-- start of Input data --

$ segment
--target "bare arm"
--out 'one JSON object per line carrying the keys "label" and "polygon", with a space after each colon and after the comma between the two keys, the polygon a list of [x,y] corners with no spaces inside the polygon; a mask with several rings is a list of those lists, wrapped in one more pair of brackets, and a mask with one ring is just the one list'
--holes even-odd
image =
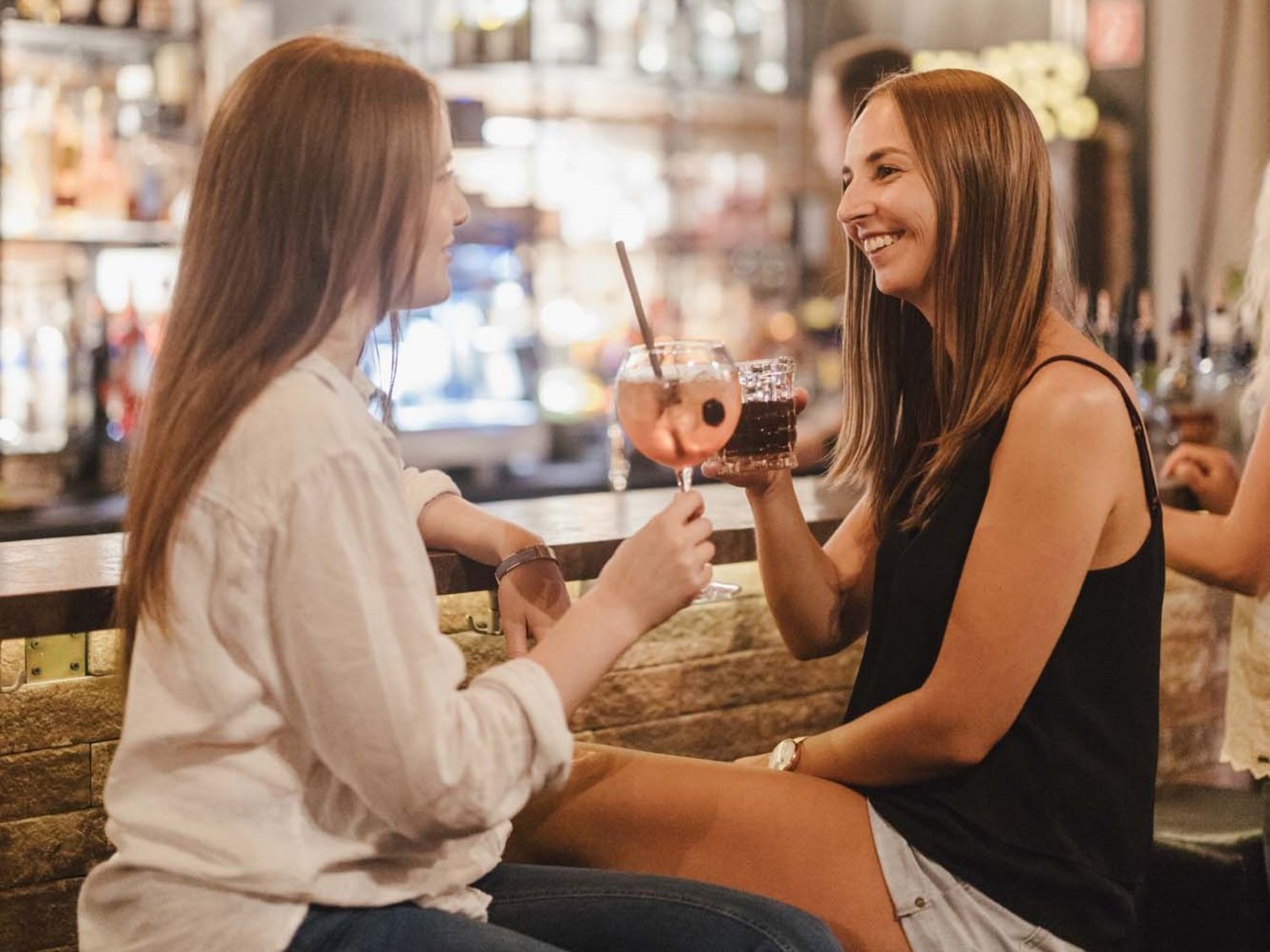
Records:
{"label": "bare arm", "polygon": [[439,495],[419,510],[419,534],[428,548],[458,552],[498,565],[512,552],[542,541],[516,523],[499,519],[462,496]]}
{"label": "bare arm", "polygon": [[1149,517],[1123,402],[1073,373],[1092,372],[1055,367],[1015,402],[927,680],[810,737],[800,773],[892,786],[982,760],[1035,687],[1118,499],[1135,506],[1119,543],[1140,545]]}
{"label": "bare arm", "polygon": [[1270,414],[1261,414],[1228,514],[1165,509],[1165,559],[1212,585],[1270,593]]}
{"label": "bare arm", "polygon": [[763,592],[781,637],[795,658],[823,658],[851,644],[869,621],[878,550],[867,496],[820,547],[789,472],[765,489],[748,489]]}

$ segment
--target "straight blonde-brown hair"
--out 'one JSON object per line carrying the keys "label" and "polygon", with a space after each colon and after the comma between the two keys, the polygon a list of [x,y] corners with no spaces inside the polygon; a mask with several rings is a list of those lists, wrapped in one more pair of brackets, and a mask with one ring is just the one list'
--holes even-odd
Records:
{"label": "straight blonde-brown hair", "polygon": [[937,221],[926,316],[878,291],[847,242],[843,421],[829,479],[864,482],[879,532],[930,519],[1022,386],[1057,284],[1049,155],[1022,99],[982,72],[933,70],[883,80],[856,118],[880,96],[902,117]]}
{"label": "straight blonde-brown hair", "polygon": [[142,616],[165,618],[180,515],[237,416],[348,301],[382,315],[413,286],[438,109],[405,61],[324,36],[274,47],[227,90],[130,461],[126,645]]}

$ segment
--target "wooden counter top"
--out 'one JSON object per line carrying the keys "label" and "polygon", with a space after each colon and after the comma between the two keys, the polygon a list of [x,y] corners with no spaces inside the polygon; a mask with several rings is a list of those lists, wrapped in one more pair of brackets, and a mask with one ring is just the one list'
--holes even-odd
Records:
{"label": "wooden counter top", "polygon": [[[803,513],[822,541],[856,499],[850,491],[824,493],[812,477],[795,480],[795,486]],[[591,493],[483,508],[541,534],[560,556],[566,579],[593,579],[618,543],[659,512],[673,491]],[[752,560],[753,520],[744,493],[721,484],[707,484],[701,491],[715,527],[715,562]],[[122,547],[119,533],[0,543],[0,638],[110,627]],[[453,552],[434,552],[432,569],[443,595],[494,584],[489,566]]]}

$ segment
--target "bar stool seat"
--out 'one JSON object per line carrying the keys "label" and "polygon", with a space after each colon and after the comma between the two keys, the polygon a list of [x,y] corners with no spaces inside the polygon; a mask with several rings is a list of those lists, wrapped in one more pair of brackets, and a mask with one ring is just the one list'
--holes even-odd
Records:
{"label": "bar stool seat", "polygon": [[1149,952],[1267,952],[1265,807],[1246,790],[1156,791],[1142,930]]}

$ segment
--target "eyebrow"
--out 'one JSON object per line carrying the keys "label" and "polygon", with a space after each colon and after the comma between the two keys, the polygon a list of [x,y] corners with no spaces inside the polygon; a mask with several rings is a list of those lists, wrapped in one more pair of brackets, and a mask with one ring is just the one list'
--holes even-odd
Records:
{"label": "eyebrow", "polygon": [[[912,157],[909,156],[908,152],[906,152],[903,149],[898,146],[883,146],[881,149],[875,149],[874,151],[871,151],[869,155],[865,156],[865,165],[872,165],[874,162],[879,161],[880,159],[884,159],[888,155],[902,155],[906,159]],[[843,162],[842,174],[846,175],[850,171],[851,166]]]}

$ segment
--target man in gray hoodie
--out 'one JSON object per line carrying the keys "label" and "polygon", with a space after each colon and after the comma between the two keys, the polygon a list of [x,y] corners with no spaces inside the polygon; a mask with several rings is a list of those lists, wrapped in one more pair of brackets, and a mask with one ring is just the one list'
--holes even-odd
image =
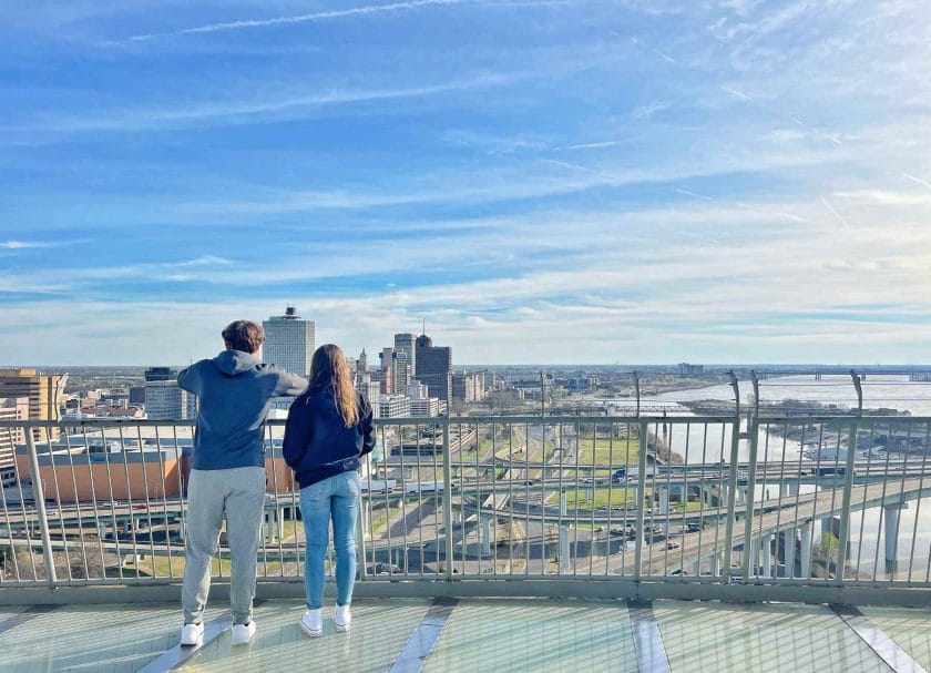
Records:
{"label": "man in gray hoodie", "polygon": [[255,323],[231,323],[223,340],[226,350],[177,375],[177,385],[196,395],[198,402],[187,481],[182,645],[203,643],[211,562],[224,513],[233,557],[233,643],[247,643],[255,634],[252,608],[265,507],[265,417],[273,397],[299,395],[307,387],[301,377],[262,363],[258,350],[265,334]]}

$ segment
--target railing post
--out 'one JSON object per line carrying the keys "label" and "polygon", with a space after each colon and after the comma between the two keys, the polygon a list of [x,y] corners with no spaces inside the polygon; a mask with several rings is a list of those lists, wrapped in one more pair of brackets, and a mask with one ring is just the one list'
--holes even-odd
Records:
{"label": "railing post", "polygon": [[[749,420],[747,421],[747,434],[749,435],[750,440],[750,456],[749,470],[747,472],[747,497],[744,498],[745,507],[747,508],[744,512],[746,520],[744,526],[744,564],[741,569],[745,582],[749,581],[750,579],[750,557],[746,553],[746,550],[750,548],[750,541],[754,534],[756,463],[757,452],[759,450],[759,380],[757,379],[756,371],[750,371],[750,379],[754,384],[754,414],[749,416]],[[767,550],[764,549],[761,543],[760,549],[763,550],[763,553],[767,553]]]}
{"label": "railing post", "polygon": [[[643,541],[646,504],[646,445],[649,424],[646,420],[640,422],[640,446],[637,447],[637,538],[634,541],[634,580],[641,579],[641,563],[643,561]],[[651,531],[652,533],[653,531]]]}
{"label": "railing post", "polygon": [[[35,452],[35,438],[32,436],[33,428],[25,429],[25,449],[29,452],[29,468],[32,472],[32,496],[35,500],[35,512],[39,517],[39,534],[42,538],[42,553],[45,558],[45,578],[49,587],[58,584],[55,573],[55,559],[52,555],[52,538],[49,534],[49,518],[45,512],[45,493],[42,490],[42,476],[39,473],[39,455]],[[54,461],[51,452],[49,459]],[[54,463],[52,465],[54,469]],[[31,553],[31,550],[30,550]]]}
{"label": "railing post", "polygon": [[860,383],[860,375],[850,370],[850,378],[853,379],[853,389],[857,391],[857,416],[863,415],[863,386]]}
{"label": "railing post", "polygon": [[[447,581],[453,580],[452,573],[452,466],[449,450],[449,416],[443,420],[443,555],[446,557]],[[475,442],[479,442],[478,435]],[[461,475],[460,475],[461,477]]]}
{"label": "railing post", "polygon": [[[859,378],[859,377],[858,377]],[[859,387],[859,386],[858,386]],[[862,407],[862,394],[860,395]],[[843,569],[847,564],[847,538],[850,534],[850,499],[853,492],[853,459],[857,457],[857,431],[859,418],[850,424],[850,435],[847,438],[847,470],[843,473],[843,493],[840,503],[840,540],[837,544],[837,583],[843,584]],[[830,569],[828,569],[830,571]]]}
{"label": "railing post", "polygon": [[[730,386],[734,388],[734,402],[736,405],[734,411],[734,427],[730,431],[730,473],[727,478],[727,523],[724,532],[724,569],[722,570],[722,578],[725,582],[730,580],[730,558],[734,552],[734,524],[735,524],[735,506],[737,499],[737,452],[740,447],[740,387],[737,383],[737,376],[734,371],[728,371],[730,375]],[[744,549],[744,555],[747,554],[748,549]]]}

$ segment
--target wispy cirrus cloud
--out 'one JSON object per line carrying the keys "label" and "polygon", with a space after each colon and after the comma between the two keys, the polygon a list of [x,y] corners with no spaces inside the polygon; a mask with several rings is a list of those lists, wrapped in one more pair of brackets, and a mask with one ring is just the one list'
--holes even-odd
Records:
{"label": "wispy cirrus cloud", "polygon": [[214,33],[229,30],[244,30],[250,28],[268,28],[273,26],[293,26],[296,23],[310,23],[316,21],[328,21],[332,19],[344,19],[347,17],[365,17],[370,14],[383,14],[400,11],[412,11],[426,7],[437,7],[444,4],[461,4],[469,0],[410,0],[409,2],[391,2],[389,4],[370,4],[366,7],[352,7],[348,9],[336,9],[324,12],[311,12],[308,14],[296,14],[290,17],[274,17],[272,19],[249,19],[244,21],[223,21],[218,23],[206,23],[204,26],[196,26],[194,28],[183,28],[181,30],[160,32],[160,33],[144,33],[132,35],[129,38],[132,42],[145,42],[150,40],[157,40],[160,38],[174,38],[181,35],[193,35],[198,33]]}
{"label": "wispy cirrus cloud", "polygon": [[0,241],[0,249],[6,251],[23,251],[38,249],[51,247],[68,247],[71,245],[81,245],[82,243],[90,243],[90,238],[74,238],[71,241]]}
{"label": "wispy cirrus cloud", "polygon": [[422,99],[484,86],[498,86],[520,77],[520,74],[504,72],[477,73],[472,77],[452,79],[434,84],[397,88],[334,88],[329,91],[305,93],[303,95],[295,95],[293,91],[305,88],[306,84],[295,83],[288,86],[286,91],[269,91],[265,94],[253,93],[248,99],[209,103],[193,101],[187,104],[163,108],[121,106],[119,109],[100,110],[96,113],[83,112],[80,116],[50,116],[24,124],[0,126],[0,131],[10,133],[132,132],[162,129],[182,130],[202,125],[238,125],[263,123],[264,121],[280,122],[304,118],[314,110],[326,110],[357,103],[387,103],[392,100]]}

-- end of Input data --

Task description:
Tally the lines in the material above that contain the string "target", and give only the number.

Full solution:
8